• Goal of the exercise:
Reproduce the records below verbatim, from the line containing "of the landscape" through the last line of the records, including both ends.

• Data for this task:
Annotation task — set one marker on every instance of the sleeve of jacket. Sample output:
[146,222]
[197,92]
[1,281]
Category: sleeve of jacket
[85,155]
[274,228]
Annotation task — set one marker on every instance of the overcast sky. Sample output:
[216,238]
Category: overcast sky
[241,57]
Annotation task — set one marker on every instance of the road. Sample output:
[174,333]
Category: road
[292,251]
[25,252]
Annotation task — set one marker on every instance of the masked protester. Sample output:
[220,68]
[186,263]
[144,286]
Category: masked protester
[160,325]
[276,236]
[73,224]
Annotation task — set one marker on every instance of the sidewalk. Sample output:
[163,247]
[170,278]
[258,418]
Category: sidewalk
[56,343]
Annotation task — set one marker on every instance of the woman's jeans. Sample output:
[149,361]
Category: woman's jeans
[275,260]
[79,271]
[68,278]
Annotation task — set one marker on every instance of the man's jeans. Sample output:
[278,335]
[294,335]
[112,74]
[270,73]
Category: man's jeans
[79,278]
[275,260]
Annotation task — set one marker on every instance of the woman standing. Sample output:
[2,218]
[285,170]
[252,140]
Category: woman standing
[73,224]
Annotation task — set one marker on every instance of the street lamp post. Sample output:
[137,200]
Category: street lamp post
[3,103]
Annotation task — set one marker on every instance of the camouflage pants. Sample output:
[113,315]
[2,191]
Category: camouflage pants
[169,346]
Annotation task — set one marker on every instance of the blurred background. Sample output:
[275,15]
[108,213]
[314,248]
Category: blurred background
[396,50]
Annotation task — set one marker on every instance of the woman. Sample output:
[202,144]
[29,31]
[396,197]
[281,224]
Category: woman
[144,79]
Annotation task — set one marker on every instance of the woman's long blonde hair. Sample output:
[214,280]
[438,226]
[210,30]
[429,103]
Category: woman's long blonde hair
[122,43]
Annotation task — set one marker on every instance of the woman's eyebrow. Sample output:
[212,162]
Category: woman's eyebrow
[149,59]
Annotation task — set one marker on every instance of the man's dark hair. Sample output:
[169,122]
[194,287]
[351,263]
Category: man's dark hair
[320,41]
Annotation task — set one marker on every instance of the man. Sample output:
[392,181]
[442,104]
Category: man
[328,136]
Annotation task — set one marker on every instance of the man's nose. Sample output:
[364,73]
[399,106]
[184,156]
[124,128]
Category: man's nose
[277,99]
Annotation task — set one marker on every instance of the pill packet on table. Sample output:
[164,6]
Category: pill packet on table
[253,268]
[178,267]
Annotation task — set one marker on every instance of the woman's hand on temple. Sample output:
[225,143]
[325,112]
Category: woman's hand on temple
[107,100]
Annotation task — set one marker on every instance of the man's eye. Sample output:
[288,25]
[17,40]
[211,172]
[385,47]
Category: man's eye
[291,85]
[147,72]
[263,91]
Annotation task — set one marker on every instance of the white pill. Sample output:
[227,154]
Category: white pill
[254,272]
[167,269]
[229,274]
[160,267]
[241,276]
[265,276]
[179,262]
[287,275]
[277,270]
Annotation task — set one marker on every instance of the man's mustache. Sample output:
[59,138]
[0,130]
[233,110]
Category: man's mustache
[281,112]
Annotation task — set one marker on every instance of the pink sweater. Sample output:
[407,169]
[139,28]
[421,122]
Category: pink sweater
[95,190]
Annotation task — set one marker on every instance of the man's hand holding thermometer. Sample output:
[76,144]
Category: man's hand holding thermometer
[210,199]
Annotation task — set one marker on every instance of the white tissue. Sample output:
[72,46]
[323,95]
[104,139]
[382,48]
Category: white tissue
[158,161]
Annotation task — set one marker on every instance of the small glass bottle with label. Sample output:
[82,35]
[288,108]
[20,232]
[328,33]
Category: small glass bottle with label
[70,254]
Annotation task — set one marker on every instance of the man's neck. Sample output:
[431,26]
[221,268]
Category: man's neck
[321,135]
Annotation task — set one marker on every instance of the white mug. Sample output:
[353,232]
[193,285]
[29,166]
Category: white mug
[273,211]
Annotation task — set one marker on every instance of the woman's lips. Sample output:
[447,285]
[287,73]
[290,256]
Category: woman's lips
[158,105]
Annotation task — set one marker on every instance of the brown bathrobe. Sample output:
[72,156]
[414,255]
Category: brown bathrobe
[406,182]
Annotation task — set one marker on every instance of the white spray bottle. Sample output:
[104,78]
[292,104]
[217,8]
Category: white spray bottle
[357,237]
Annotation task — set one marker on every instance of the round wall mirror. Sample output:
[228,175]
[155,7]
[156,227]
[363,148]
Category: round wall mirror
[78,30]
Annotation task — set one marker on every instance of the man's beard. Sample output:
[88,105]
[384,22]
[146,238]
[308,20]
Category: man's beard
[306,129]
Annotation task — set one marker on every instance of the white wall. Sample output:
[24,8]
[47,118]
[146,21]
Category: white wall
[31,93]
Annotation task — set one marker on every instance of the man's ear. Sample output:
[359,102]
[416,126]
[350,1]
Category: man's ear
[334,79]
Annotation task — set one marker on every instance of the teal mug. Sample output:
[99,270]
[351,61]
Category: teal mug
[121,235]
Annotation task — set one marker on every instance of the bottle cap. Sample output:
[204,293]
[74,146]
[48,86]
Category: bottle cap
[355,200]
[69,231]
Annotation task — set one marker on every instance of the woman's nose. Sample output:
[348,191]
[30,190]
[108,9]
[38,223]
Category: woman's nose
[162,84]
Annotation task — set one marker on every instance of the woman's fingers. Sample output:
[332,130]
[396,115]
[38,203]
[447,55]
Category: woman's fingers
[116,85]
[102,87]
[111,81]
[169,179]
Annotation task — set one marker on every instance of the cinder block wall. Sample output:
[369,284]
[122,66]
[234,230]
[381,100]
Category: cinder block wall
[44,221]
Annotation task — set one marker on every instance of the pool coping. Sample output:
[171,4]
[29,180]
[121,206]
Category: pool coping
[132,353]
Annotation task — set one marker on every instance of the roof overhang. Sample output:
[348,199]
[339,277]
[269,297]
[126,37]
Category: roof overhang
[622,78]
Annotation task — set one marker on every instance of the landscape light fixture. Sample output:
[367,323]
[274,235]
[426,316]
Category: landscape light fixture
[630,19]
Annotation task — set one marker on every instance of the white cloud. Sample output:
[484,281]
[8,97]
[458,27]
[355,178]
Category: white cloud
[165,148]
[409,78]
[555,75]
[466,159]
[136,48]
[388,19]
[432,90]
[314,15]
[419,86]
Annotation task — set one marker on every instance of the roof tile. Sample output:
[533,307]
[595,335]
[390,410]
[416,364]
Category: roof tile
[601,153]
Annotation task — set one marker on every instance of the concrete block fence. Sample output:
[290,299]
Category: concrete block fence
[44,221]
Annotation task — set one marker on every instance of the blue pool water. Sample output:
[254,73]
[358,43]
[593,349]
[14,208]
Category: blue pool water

• Solved exercise:
Annotation task — set one marker on every instance of the landscape light fixture. Sample output:
[367,323]
[274,235]
[426,316]
Category: landscape light fixture
[630,19]
Annotation task — set one marker on every instance of the white cloud. Sample output:
[484,281]
[8,97]
[458,27]
[355,178]
Category: white cloud
[165,148]
[409,78]
[555,75]
[466,159]
[136,48]
[388,19]
[432,90]
[314,15]
[419,86]
Annotation task — set one marker on every instance of the roof tile. Sample output:
[533,307]
[595,335]
[390,410]
[416,364]
Category: roof tile
[601,153]
Annotation task — set one marker on every instance of the concrete block fence. Sample output:
[290,299]
Category: concrete block fence
[44,221]
Annotation task — set one marker on every instance of the blue pool water. Sample output:
[254,73]
[358,43]
[593,349]
[14,208]
Category: blue pool water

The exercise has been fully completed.